**YOUR TASKS:**
1. Answer these questions using the ethics opinion on fee sharing:
(a) Which New York rule permits lawyers at different law firms to divide legal fees?
(b) Which U.S. jurisdiction does the opinion name as allowing nonlawyers a financial interest or managerial authority in law firms?
(c) In what month and year was the opinion issued?
2. Please summarize the ethics opinion on fee sharing in two sentences.
3. Write the next passage of the ethics opinion on fee sharing, picking up after its final sentence.

**SOURCE TEXT:**
———

Committee Reports

Formal Opinion 2015-8: Fee Sharing with Law Firms That Permit Nonlawyers to have a Financial Interest or Managerial Authority, Where Such Law Firms are Located in Jurisdictions that Permit Such Arrangements with Nonlawyers

December 2015

TOPIC: Fee-Sharing and Nonlawyer Ownership

DIGEST: While Rule 1.5(g) of the New York Rules of Professional Conduct permits the division of legal fees between lawyers who work for different law firms, Rule 5.4(a) prohibits lawyers from sharing legal fees with nonlawyers. In addition, Rules 5.4(b) and (c) prohibit lawyers from forming a partnership with a nonlawyer for the purpose of providing legal services and from practicing law for profit in an entity where a nonlawyer has an ownership interest or has authority to control the professional judgment of the lawyer. However, in the District of Columbia and some foreign jurisdictions, attorneys may practice in law firms where nonlawyers have a financial interest or managerial authority. We conclude that attorneys admitted to practice in New York may divide legal fees with lawyers in such law firms. Although fee sharing under these circumstances is permissible, New York lawyers must still comply with New York Rule 5.4(d), which prohibits nonlawyers from interfering with the lawyers’ independent professional judgment.

RULES: 1.5(g); 5.4(a); 5.4(d)

QUESTION:

Is a New York lawyer ethically permitted to share fees with a lawyer who practices in a law firm that allows nonlawyers to have a financial interest and/or managerial authority, where the law firm is located in a jurisdiction that permits such arrangements?

———

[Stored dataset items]
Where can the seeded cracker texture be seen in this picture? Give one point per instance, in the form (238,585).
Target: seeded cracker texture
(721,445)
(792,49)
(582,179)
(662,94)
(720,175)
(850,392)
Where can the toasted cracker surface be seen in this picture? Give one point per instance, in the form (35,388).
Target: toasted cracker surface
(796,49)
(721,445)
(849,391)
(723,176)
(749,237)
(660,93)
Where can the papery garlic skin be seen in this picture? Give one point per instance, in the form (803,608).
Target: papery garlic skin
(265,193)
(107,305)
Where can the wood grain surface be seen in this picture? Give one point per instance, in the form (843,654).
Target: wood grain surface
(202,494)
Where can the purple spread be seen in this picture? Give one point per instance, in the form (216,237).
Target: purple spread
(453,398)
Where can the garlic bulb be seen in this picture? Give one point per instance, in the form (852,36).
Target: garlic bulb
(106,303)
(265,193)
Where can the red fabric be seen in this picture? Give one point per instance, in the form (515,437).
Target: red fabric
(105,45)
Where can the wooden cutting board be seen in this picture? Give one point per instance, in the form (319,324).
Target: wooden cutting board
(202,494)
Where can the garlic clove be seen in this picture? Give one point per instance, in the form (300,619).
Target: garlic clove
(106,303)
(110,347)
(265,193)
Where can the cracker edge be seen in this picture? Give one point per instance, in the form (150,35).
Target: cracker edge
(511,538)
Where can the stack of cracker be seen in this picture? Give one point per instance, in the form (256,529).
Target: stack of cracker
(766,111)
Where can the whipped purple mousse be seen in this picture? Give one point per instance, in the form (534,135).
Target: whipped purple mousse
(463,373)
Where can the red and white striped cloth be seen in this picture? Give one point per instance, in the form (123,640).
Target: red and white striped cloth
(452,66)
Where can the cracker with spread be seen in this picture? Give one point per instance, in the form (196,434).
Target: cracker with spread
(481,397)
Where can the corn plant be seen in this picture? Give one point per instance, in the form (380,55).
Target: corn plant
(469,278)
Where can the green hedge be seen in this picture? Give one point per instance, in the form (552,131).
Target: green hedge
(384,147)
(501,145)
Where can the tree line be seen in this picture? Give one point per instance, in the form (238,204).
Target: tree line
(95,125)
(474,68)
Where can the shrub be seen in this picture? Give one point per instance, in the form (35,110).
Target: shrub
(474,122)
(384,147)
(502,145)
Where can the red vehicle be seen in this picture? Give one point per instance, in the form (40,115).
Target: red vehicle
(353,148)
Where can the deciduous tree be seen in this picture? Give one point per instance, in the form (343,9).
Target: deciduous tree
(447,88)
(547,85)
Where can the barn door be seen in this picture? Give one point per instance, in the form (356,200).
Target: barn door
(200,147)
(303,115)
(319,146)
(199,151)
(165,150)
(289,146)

———

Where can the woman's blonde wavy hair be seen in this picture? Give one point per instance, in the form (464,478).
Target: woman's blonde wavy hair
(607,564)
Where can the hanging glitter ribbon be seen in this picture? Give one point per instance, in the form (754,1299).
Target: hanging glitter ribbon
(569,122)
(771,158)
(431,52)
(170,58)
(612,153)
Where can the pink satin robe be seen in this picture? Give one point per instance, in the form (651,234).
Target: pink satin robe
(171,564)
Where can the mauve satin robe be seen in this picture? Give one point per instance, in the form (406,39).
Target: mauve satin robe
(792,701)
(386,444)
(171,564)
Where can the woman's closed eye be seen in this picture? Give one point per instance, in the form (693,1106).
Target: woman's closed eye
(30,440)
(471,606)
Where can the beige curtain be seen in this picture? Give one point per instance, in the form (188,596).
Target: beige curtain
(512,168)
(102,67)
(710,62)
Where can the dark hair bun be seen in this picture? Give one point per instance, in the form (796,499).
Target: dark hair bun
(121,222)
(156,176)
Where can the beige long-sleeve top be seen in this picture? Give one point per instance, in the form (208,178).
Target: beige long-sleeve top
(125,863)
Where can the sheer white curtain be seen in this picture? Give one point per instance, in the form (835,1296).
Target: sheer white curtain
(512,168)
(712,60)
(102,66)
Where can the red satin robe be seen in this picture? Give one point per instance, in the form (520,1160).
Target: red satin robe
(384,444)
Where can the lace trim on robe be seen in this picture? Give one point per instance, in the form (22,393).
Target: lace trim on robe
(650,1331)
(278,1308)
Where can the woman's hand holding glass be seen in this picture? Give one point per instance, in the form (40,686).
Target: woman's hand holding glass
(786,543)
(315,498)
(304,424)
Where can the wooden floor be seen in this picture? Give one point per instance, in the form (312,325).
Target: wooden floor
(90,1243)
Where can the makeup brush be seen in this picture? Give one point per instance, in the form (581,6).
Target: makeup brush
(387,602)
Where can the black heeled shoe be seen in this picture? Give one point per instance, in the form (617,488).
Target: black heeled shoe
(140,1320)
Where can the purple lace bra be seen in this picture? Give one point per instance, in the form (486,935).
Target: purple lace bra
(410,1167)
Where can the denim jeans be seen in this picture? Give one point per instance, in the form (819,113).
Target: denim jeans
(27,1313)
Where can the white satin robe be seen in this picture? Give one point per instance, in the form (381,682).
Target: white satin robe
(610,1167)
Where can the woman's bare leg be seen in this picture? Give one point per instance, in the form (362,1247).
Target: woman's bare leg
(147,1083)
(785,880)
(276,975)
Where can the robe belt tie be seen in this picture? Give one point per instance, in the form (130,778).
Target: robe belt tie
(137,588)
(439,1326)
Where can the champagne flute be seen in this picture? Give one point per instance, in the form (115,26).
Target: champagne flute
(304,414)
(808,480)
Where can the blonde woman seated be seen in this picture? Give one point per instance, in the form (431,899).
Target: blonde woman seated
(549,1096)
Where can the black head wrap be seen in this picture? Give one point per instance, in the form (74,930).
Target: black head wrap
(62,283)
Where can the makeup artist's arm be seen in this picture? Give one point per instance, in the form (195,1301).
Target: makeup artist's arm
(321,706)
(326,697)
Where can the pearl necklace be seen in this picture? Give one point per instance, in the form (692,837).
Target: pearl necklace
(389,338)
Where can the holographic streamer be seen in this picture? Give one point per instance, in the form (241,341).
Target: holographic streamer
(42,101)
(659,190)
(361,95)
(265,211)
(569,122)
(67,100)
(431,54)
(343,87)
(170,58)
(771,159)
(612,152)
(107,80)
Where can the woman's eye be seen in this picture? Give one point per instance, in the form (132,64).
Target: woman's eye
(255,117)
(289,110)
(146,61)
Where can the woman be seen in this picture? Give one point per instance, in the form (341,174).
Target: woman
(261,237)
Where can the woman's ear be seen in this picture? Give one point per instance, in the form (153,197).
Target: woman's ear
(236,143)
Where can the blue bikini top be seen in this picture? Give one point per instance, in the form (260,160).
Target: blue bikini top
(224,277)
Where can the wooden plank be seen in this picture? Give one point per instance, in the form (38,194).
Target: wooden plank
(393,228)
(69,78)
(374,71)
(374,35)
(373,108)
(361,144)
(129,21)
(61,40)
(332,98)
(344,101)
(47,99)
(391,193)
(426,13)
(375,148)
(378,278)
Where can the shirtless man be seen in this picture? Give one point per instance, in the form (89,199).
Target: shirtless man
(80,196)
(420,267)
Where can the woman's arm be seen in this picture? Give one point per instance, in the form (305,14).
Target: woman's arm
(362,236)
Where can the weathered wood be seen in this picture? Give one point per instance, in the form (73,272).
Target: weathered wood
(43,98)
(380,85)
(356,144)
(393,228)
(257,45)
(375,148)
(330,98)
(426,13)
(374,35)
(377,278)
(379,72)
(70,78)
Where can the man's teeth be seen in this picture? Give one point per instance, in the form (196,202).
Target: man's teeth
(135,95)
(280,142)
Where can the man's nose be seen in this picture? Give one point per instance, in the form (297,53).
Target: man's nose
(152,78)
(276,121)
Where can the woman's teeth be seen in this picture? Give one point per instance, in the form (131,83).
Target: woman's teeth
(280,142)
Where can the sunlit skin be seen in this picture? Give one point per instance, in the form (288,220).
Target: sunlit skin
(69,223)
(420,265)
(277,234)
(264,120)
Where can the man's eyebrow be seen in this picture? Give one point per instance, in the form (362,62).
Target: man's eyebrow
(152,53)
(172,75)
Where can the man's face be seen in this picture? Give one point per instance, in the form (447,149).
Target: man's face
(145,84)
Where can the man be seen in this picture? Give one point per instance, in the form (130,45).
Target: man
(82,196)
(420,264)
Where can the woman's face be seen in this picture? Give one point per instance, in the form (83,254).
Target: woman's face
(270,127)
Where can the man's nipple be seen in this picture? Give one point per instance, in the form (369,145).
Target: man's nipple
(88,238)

———

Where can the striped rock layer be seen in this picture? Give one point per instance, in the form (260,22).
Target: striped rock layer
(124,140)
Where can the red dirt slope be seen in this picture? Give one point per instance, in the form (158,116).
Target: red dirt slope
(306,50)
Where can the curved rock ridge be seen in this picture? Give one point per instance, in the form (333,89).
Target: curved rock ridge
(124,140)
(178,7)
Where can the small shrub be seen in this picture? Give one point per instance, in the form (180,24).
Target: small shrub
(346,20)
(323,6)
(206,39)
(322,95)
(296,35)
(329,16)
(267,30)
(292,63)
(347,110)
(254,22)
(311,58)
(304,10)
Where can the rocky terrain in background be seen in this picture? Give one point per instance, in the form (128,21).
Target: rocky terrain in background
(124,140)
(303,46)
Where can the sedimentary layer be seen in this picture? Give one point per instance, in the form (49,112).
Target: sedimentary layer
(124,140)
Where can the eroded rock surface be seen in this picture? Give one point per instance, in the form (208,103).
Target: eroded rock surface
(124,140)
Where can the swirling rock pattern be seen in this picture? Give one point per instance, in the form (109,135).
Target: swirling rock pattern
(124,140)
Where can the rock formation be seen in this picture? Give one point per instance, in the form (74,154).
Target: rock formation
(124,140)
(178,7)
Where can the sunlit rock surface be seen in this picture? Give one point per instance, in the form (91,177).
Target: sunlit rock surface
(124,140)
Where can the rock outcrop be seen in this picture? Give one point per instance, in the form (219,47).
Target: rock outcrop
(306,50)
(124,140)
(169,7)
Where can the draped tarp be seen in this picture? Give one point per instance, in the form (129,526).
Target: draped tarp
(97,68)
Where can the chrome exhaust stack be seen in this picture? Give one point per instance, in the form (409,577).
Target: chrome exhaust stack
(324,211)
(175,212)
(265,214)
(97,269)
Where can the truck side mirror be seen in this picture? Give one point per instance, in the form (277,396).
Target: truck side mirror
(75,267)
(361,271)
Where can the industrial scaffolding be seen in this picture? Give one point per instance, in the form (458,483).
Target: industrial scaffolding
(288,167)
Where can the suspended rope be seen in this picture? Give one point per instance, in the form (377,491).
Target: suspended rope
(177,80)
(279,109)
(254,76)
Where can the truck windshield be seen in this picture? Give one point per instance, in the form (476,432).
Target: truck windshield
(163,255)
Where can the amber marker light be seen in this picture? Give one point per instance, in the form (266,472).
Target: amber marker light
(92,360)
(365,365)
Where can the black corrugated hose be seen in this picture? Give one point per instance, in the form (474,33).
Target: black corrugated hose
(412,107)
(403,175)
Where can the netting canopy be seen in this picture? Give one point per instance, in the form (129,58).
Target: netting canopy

———

**RESULTS FOR EACH TASK:**
1.
(a) Rule 1.5(g)
(b) The District of Columbia
(c) December 2015

2. New York Rule 1.5(g) permits lawyers at different firms to divide legal fees, but Rule 5.4 bars sharing fees with nonlawyers and practicing for profit in an entity where a nonlawyer has an ownership interest or controls the lawyer's professional judgment. The opinion concludes that New York lawyers may still divide fees with lawyers at firms in places such as the District of Columbia that allow nonlawyer financial interests or managerial authority, as long as they comply with Rule 5.4(d) on independent professional judgment.

3.
OPINION:

Complex cases may require expertise in a variety of disparate legal subjects. In some instances, clients prefer to retain lawyers who are affiliated with different law firms, located in different jurisdictions, to meet their legal needs. For instance, parties in a complex multidistrict litigation may wish to retain lawyers in multiple jurisdictions to advise them on different substantive, procedural and jurisdictional aspects of the case. Similarly, parties to an international business transaction may wish to retain lawyers based in the United States and in one or more foreign jurisdictions to advise them on the different contractual and regulatory aspects of the transaction.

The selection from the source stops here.